Tetaplah bersamaku, jadi teman hidupku
Berdua kita hadapi dunia
Kau milikku ku milik mu
Kita satukan tuju
Bersama arungi derasnya waktu
Ngaku deh, begitu denger kata “teman hidup” jadi inget lagunya
Tulus kaaaann? Hehehe. Emang Tulus cerdas banget ya memilih frasa, alih-alih
menggunakan kata pasangan, Tulus berusaha negur dan ngingetin bahwa seseorang
yang kita pilih untuk menjadi suami / istri adalah seseorang yang akan menemani
hidup kita. Kalau sebelumnya kita sendiri, bebas, dan gampang galau, begitu ada
si teman hidup tentu berubah 180 derajat : berdua, nggak lagi bebas, tapi bakal
lebih tenang.

- _Entri yang Tersedia_
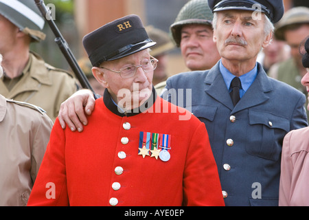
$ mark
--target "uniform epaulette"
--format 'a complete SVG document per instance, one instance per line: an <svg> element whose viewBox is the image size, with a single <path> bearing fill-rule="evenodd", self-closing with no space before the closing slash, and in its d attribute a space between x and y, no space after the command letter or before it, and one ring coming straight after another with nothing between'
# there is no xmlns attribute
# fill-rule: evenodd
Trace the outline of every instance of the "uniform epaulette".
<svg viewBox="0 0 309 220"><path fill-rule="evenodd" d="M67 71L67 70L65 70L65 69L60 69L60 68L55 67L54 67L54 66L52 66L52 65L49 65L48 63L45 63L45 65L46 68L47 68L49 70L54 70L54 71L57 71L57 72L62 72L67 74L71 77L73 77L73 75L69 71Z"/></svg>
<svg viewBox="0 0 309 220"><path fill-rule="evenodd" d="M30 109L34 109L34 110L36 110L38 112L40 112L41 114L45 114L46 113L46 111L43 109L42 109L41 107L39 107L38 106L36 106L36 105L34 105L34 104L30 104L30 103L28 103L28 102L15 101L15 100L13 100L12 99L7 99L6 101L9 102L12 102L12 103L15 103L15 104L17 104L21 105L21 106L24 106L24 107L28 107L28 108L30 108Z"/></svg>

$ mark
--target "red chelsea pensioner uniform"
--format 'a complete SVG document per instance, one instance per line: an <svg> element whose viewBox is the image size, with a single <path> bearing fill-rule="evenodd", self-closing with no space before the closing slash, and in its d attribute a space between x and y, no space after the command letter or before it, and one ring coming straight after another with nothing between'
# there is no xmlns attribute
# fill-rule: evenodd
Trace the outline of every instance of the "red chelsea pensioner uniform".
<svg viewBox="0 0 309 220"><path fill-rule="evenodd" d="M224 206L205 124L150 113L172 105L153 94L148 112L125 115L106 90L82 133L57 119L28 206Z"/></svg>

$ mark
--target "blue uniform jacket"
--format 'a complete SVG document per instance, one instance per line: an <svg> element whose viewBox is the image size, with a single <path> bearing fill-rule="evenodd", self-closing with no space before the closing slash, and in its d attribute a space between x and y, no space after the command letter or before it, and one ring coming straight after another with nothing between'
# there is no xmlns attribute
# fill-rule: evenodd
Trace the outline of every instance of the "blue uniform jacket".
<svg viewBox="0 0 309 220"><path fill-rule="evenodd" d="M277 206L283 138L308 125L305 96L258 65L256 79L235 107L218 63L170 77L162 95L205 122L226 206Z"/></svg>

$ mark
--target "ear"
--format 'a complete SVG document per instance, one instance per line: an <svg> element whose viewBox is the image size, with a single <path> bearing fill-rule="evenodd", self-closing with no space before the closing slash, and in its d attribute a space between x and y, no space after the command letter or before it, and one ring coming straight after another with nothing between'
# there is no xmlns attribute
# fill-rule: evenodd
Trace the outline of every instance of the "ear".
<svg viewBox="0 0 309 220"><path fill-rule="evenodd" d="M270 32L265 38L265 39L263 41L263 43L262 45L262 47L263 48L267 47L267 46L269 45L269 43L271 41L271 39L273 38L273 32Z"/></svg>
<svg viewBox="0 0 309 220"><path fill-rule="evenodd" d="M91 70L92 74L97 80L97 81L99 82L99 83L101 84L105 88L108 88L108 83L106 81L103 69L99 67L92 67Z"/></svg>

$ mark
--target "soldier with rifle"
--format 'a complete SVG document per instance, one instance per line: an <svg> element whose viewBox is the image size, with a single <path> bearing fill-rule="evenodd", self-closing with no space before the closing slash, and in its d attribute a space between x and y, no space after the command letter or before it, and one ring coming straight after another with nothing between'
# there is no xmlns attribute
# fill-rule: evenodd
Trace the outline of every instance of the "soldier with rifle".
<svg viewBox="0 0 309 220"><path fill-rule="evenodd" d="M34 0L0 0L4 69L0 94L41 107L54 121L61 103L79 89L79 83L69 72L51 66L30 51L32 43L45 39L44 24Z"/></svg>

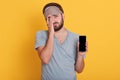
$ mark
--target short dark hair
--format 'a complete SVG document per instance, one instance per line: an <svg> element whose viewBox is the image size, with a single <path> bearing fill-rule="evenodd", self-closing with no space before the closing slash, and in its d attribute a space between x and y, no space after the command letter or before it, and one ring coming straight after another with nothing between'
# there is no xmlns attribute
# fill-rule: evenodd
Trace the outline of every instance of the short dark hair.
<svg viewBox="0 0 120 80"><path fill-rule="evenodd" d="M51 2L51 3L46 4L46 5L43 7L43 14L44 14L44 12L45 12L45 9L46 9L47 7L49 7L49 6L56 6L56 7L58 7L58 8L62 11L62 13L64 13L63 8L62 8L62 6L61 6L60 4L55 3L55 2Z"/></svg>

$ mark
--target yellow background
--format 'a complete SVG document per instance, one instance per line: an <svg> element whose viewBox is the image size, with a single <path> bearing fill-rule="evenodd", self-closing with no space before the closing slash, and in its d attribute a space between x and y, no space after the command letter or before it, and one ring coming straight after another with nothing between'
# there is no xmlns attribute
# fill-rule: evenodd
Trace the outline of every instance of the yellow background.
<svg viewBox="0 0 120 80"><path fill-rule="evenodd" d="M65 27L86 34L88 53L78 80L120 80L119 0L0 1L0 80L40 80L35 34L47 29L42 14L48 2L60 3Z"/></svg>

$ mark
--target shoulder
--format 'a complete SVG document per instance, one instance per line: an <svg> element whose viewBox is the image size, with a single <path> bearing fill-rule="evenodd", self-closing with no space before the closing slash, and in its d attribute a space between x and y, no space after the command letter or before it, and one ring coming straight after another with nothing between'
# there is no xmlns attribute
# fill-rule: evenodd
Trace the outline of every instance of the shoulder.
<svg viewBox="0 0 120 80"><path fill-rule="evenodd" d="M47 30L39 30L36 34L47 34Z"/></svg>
==
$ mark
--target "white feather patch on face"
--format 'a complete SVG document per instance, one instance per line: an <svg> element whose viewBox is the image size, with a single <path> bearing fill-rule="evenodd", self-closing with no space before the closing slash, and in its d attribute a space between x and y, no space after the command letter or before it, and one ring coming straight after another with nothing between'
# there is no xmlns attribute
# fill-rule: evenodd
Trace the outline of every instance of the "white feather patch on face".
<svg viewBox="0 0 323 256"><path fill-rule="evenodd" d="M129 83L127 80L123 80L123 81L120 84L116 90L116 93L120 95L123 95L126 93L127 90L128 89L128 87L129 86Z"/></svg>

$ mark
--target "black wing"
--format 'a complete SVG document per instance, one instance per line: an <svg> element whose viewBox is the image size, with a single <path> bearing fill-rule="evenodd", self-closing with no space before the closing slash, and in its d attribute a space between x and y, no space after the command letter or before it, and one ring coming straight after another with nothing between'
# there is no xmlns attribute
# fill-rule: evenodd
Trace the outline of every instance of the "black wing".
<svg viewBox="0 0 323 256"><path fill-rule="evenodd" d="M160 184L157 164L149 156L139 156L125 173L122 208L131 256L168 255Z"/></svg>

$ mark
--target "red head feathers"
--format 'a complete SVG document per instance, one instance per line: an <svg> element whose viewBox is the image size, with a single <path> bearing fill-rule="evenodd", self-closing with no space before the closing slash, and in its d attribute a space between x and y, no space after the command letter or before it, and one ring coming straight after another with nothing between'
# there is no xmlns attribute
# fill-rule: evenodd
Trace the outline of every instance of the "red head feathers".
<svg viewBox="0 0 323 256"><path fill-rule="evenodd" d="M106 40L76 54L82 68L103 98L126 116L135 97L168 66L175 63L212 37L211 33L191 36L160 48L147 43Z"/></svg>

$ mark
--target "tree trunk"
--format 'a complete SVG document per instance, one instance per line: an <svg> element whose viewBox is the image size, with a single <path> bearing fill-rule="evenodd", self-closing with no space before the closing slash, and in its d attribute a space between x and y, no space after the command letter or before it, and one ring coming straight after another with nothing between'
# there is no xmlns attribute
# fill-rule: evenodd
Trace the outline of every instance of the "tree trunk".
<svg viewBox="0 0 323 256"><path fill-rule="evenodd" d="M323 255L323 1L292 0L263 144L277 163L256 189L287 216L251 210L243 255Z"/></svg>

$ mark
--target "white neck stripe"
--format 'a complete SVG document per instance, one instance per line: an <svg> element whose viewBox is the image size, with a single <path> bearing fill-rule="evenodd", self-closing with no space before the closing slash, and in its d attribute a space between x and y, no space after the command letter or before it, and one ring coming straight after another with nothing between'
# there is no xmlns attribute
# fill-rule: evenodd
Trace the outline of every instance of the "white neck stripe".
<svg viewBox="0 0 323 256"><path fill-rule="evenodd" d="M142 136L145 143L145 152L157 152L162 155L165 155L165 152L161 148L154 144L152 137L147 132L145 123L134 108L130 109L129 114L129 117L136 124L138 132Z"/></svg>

- _Yang Diminta_
Jawab pertanyaan berikut berdasarkan bacaan.
(a) Siapa yang disebut cerdas memilih frasa "teman hidup"?
(b) Kata apa yang tidak dipakai sebagai ganti frasa tersebut?
(c) Menurut bacaan, berapa derajat hidup berubah begitu ada si teman hidup?
Entri-entri ini diambil dari sumber lain, bukan dari bacaan.

- _Penyelesaian_
(a) Tulus.
(b) Kata "pasangan".
(c) 180 derajat.